*Short exercise:*
Pull out every line below that contains the word "point", and copy each one in full.

*Given data:*
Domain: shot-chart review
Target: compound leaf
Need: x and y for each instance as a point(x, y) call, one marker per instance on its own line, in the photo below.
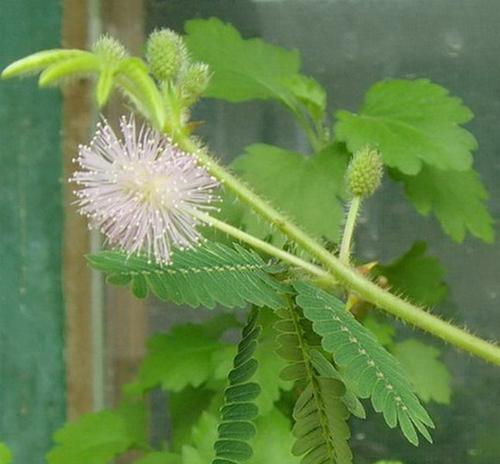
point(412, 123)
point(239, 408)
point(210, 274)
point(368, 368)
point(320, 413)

--

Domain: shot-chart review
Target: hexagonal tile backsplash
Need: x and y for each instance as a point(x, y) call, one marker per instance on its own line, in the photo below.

---

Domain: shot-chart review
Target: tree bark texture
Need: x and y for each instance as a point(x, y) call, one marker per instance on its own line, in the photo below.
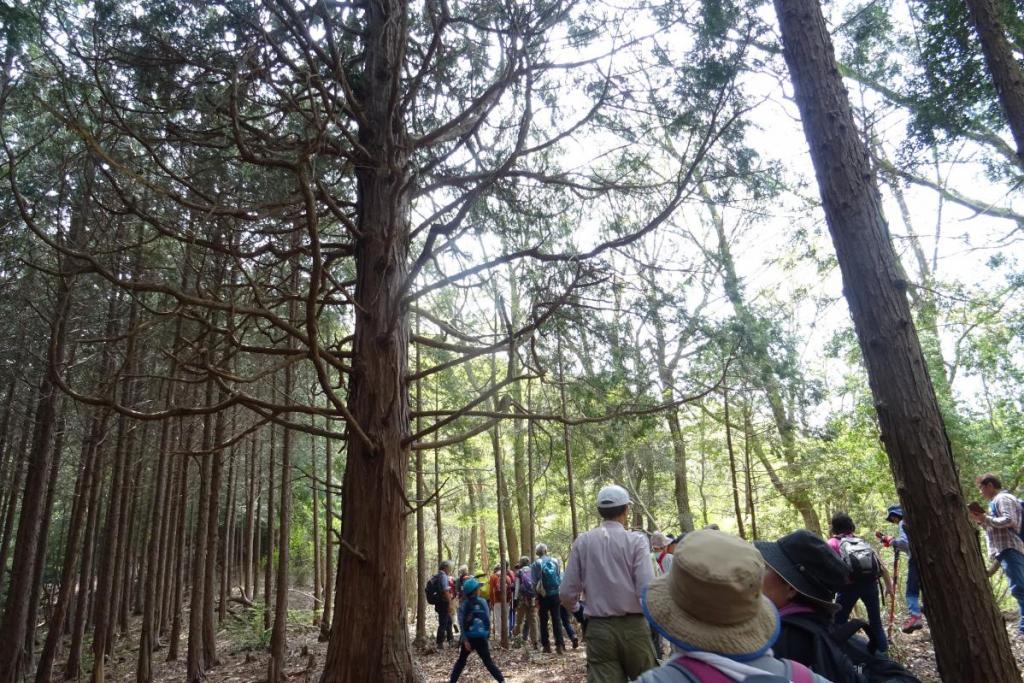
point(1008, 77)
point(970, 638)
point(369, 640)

*Correct output:*
Need: x and y for each instance as a point(x, y) call, one marker per instance on its own line, in the photo below.
point(412, 123)
point(239, 408)
point(210, 274)
point(368, 368)
point(320, 413)
Need: x and y for each instance as a point(x, y) call, one marker per instance on its own line, in the photo below.
Need: x and y for each instance as a point(x, y) call, one marker per instance on its own line, in the photo below.
point(1008, 77)
point(970, 638)
point(369, 640)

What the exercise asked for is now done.